Salameh Kaileh, 56, was arrested April 24 on suspicion of printing leaflets calling for the ouster of Syrian President Bashar Assad, who is fighting a 15-month-old uprising against his rule. Kaileh's story offers a rare inside glimpse into the conditions faced by detainees held by the country's feared security services.

"It was hell on earth," Kaileh told The Associated Press on Sunday, nearly a week after Syrian forces released him and deported him to Jordan. Speaking at his friend's home in an Amman suburb, Kaileh had bluish-red bruises on his legs, which he said were the result of beatings with wooden batons that were studded with pins and nails.

"I felt I was going to die under the brutal, savage and continuous beating of the interrogators, who tied me to ropes hung from the ceiling," said Kaileh, a soft-spoken man with a shock of white hair who appeared frail, barely able to stand on his feet.

Born in Birzeit, West Bank, Kaileh has suffered under the regime in Damascus before. He was imprisoned by the Syrian government in 1992 for eight years because of his alleged links to underground Syrian communist and leftist opposition groups. A well-known leftist, he has written books on subjects ranging from Marxism to Arab nationalism.

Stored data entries
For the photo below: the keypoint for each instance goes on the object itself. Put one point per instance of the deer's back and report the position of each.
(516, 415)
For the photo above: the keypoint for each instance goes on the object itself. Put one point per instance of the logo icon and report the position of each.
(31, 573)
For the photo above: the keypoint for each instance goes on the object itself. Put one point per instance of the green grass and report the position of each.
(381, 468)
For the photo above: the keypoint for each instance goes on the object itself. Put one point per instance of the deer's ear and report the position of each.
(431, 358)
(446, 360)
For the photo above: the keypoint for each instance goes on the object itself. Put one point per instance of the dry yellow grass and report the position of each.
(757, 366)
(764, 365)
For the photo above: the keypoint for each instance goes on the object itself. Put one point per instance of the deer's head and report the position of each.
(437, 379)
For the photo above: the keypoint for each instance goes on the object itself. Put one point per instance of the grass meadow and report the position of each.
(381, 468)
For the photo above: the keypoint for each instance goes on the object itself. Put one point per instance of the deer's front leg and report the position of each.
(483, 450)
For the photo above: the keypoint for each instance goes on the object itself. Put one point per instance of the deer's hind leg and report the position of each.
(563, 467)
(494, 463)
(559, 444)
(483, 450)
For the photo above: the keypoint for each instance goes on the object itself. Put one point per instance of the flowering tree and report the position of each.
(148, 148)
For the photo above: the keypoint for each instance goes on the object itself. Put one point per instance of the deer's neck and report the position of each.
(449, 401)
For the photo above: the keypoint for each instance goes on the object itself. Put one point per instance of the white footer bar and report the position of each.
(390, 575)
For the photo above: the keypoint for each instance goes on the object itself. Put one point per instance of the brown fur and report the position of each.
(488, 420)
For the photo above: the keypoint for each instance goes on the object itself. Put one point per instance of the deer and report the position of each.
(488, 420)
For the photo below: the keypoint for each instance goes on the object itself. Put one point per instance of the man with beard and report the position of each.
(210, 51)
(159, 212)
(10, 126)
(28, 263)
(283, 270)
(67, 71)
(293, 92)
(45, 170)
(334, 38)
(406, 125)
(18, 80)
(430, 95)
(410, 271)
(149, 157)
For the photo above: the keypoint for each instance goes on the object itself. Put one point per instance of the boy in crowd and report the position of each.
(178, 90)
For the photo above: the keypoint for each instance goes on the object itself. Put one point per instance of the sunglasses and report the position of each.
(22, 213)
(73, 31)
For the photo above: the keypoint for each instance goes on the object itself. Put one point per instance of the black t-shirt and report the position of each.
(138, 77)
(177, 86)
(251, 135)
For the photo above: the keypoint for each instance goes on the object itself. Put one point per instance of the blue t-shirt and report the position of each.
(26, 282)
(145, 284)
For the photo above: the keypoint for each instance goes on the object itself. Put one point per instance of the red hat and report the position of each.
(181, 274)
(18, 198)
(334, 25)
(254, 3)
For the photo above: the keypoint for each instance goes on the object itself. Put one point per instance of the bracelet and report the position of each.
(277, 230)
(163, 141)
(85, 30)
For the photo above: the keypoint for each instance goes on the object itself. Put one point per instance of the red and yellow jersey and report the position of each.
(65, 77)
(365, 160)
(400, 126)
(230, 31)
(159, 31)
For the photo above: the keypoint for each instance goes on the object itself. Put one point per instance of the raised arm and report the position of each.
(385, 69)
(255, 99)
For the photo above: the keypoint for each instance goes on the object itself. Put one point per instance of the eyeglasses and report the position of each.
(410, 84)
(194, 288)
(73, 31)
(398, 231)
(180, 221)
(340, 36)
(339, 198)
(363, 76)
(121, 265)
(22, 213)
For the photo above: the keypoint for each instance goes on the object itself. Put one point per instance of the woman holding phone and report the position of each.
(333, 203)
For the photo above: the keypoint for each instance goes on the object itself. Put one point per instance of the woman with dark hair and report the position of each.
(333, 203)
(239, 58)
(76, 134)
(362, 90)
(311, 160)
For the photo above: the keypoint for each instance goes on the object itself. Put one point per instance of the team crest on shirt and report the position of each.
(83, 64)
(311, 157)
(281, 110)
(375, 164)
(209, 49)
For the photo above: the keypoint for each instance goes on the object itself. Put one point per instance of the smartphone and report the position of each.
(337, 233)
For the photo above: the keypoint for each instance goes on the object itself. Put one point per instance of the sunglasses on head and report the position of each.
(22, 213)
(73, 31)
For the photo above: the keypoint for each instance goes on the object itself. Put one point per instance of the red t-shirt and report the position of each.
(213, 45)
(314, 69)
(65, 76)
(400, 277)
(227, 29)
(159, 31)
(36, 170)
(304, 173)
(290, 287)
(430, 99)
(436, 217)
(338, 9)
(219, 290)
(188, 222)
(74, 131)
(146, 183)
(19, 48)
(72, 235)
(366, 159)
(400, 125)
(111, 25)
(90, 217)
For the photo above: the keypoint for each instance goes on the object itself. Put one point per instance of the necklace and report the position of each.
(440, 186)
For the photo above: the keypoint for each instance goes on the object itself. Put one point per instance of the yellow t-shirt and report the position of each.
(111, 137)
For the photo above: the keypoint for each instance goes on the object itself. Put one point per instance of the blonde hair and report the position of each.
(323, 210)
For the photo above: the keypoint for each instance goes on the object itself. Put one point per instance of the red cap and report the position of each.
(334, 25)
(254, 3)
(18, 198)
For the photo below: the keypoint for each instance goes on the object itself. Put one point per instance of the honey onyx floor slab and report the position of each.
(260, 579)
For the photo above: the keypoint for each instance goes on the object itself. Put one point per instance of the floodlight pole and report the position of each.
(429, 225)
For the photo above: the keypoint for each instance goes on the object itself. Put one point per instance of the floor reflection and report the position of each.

▸ Task item A:
Using the article about Salameh Kaileh, say whether each statement agrees with it, answering yes or no and quoting the deciding words: (i) Kaileh was arrested on suspicion of printing leaflets calling for Assad's ouster. (ii) After his release, Kaileh was deported to Lebanon. (iii) Kaileh was imprisoned in 1992 for eight years.
▸ Task item B:
Answer these questions from the article about Salameh Kaileh:
(i) How old is Kaileh?
(ii) Where was he born?
(iii) What did he say the wooden batons were studded with?

▸ Final answer A:
(i) Yes: "arrested April 24 on suspicion of printing leaflets calling for the ouster of Syrian President Bashar Assad"
(ii) No: "Syrian forces released him and deported him to Jordan"
(iii) Yes: "He was imprisoned by the Syrian government in 1992 for eight years"

▸ Final answer B:
(i) 56
(ii) Birzeit, West Bank
(iii) Pins and nails